> TASK STATEMENT: Reproduce the data below line for line, keeping every character, number, and line break unchanged.

> DATASET:
....
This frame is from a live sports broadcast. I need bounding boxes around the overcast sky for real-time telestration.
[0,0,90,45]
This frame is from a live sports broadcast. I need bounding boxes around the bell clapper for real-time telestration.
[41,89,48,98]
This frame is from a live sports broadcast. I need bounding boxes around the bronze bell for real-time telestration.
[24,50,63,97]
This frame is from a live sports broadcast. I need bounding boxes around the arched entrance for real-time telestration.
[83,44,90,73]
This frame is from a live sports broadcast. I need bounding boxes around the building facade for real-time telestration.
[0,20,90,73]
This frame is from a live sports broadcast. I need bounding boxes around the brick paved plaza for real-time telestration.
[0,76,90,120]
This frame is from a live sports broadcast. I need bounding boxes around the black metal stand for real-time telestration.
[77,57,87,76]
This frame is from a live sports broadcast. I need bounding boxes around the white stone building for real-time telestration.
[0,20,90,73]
....
> WRITTEN REPLY:
This frame is from a live sports broadcast. I need bounding boxes around the overcast sky for real-time telestration.
[0,0,90,45]
This frame is from a live sports broadcast. I need bounding boxes around the bell clapper for real-time telestration.
[41,89,48,98]
This frame is from a live sports broadcast. I need bounding boxes around the bronze bell for real-time telestration.
[24,50,63,97]
This frame is from a live sports broadcast. I need bounding boxes around the arched entrance for real-time telestration.
[83,44,90,73]
This frame is from a live sports broadcast. I need bounding boxes around the building facade for real-time telestration.
[0,20,90,73]
This frame is from a live sports broadcast. I need bounding boxes around the brick paved plaza for real-time telestration.
[0,76,90,120]
This frame is from a live sports broadcast. I need bounding boxes around the black metal stand for real-time telestration.
[77,57,87,76]
This frame is from a live sports broadcast. I need bounding boxes around the white stone building for real-time telestration.
[0,20,90,73]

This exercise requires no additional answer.